# Items:
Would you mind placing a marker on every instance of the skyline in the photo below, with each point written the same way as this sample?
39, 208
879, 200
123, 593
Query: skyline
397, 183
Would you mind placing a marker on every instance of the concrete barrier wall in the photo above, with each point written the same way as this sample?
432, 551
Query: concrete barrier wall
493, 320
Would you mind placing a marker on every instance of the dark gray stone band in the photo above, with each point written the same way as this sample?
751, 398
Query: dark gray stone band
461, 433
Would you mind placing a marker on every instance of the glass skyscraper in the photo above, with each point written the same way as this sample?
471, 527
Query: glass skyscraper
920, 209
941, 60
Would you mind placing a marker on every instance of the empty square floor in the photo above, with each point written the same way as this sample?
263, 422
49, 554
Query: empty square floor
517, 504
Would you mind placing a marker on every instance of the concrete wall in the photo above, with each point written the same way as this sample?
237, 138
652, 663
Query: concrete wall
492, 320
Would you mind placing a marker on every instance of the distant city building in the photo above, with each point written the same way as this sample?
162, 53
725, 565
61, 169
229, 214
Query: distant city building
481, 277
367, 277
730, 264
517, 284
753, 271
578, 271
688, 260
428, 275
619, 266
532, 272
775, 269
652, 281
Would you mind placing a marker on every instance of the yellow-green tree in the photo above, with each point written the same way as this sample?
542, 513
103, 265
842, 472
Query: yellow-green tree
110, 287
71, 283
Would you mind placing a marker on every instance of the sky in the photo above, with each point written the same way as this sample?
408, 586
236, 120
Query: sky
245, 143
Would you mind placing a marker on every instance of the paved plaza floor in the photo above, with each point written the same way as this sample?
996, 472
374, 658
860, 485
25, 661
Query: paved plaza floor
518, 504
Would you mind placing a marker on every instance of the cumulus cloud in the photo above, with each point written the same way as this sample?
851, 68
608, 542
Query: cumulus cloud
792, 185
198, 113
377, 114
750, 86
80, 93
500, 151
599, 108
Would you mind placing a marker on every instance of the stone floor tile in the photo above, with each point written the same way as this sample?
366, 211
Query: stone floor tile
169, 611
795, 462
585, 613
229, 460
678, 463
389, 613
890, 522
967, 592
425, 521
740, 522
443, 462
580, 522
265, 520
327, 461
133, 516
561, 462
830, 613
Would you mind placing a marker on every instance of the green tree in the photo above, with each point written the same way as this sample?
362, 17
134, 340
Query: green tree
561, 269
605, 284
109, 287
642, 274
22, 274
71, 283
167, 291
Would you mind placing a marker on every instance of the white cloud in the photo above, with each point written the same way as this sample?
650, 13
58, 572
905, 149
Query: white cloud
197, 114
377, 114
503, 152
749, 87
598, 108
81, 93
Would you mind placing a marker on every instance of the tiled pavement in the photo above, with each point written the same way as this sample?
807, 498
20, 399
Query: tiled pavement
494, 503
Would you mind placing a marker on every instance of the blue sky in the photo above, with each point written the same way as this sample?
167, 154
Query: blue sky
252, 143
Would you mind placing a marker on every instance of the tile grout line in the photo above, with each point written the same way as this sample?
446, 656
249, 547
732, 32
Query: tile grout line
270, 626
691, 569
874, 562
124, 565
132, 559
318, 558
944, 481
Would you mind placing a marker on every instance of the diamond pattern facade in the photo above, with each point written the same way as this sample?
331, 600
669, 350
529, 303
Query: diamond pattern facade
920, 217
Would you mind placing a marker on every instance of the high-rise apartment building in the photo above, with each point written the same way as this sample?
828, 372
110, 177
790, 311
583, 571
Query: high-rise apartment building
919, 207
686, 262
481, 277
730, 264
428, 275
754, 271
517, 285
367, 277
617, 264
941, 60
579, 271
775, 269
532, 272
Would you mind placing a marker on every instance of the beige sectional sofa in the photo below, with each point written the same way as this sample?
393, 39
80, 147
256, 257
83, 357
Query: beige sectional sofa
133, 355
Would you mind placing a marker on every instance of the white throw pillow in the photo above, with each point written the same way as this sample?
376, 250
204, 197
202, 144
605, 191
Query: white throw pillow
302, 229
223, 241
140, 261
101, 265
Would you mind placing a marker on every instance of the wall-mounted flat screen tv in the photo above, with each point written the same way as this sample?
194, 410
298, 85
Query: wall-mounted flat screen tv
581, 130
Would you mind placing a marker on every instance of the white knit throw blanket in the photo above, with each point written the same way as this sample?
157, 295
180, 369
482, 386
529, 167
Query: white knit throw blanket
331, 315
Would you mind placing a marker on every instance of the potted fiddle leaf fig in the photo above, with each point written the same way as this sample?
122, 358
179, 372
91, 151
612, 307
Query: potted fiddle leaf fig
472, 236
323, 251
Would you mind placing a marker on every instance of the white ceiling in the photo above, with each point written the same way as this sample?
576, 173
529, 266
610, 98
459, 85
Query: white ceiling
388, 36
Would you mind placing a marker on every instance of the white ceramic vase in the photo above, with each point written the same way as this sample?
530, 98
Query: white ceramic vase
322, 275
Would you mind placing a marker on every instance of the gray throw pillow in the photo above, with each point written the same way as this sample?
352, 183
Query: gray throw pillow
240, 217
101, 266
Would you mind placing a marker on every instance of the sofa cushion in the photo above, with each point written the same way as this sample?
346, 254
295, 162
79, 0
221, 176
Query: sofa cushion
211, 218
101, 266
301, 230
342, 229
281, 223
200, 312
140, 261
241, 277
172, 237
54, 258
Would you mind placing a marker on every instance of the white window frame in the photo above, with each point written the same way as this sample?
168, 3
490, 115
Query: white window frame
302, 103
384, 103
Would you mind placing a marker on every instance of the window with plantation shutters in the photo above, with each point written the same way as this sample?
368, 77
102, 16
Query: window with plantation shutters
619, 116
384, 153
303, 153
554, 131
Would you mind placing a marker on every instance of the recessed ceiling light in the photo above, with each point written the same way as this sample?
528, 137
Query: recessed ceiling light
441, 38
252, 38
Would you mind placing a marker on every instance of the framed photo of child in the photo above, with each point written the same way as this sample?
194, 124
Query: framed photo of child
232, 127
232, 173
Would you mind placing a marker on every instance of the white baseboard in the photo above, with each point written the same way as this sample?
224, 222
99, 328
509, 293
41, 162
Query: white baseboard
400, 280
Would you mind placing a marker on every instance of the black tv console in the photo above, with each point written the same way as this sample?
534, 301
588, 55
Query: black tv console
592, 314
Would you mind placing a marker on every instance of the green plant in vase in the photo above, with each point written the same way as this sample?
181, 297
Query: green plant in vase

# Problem to solve:
Retype all of the entries above line for line, with no changes.

# Solution to this task:
Would you mind placing a marker on every instance of the skyline in the photo below, with each point written the same way as this sample?
39, 208
879, 200
123, 593
Query: skyline
397, 183
Would you mind placing a marker on every instance of the concrete barrier wall in the photo above, with each point written the same way as this sample?
432, 551
Query: concrete barrier wall
493, 320
Would you mind placing a marker on every instance of the dark gray stone band in the photo above, with each point written the same way as this sample?
751, 398
Query: dark gray stone band
461, 433
Would you mind placing a marker on every instance of the glass skyscraper in the photo above, with each point written the same way as this sample?
471, 527
Query: glass skyscraper
920, 209
941, 60
Would you mind placing a marker on every instance of the empty square floor in the photo above, with each point written the same way as this sample?
263, 422
49, 554
Query: empty square floor
517, 504
Would you mind placing a marker on every instance of the concrete wall in the photo above, with each point written the same way as this sample?
237, 138
652, 663
Query: concrete wall
492, 320
Would you mind placing a marker on every instance of the distant city building in the photo above, with each point written the same way as this sample?
162, 53
725, 565
61, 169
229, 214
Query: distant city building
481, 277
367, 277
730, 264
517, 284
753, 271
578, 271
688, 260
428, 275
619, 266
532, 272
775, 269
652, 281
Would you mind placing a marker on every instance of the yellow-green tree in the photo above, with each point written the same way as this sample?
542, 513
103, 265
842, 472
Query: yellow-green tree
110, 287
71, 283
Would you mind placing a marker on every instance of the sky in the photo above, with each point written the same way as this sample?
408, 586
236, 120
Query: sky
245, 143
Would you mind placing a marker on every instance of the paved plaza floor in the photo above, with each point written the same way as this sample?
996, 472
374, 658
860, 485
25, 661
Query: paved plaza floor
518, 504
Would you mind placing a marker on every instance of the cumulus cloud in the photo above, with each point written the same way as this sample?
851, 68
608, 542
Query: cumulus cloud
792, 185
198, 113
377, 114
750, 86
80, 93
500, 151
599, 108
Would you mind placing a marker on every instance of the stone floor tile in the photo above, with each point written the same way as this sample?
366, 211
Query: stone floor tile
169, 611
795, 462
585, 613
229, 460
678, 463
389, 613
890, 522
967, 592
425, 521
740, 522
443, 462
580, 522
265, 520
327, 461
133, 516
561, 462
830, 613
Would you mind placing a marker on every instance of the green tree in the photo above, with each point written the same way as this sample?
362, 17
134, 340
Query: green tree
561, 269
605, 284
109, 287
642, 274
22, 274
71, 283
167, 291
Would you mind placing a marker on every instance of the white cloud in the photo above, with each point written the same way as this sample?
650, 13
58, 572
905, 149
Query: white cloud
197, 114
377, 114
503, 152
749, 87
598, 108
81, 93
Would you mind placing a marker on every instance of the tiled pavement in the photo above, with each point written the same way as this sample?
807, 498
20, 399
Query: tiled pavement
494, 503
Would you mind placing a marker on every instance of the blue sky in the photo above, with each point written the same way as this sample?
167, 154
Query: blue sky
252, 143
Would you mind placing a marker on every instance of the tile grout line in the photo above, with each point written the same way as this sample?
446, 656
249, 547
732, 32
Query: tile grout line
270, 626
691, 569
874, 562
124, 565
132, 559
318, 558
944, 481
Would you mind placing a marker on every instance of the diamond pattern facade in the photo above, with each point written the same way as this sample?
331, 600
669, 350
529, 303
Query: diamond pattern facade
920, 217
Would you mind placing a marker on every instance of the high-rise apartment building in the photo above, with each point written the same way as this sample?
828, 372
110, 177
790, 311
583, 571
Query: high-rise apartment building
919, 207
686, 262
481, 277
730, 264
428, 275
754, 271
517, 285
367, 277
617, 264
941, 60
579, 271
775, 269
532, 272
Would you mind placing a marker on every instance of the beige sectional sofa in the photo below, with each point written the same way as this sample?
393, 39
80, 147
256, 257
83, 357
Query: beige sectional sofa
133, 355
Would you mind placing a marker on every instance of the white throw pillow in the photo above, with each point written the same way as this sample?
376, 250
204, 197
202, 144
605, 191
Query: white throw pillow
302, 229
223, 241
140, 261
101, 265
Would you mind placing a marker on every instance of the wall-mounted flat screen tv in the photo above, with each point written the same way as this sample?
194, 410
298, 85
Query: wall-mounted flat screen tv
581, 130
Would you mind placing a marker on every instance of the white knit throw blanket in the photo above, with each point written the same way as this sample?
157, 295
180, 369
482, 386
529, 167
Query: white knit throw blanket
331, 315
Would you mind placing a marker on every instance of the potted fiddle leaf fig in the photo above, with each point written the same way as this sample?
122, 358
179, 372
91, 151
612, 307
Query: potted fiddle leaf fig
472, 236
323, 251
Would you mind placing a marker on every instance of the white ceiling in the photo above, with each point written the same way as this sample?
576, 173
529, 266
610, 98
459, 85
Query: white ceiling
388, 36
Would you mind placing a marker on every instance of the white ceramic vase in the photo above, with each point written the same way as this sample?
530, 98
Query: white ceramic vase
322, 275
Would you mind placing a marker on every instance of the gray throw pillow in the photo above, with each point written the same way as this sample?
352, 183
Query: gray throw pillow
240, 217
101, 266
Would you mind placing a marker on every instance of the sofa cushion in the photo above, with each point written the same way as this sample?
346, 254
295, 162
79, 0
221, 176
Query: sofa cushion
211, 218
101, 266
301, 230
342, 229
281, 223
200, 312
140, 261
241, 277
172, 237
54, 258
Would you mind placing a marker on every instance of the white window frame in the photo above, with each point written the same way as this sample?
168, 3
490, 115
Query: white window frame
302, 103
384, 103
Would you mind placing a marker on every instance of the window with plantation shutters in the photo above, with each point written the same way as this sample?
368, 77
102, 16
Query: window with plantation shutters
619, 116
384, 153
303, 153
554, 131
Would you mind placing a marker on every instance of the recessed ceiling light in the photo above, with each point written the same way as this sample?
528, 137
Query: recessed ceiling light
441, 38
252, 38
Would you mind placing a marker on every instance of the framed photo of child in the photo above, with each point written the same way as this sample?
194, 124
Query: framed photo of child
232, 127
232, 173
Would you mind placing a marker on every instance of the white baseboard in the photo above, with each point written the same way as this sample?
224, 222
99, 328
509, 293
41, 162
Query: white baseboard
400, 280
Would you mind placing a marker on every instance of the black tv console in the photo above, with each point written the same way as this sample?
534, 301
588, 55
Query: black tv console
592, 314
Would you mind placing a marker on every instance of the green plant in vase in the photo above, with each point written the same way as this sample?
181, 297
Query: green plant in vase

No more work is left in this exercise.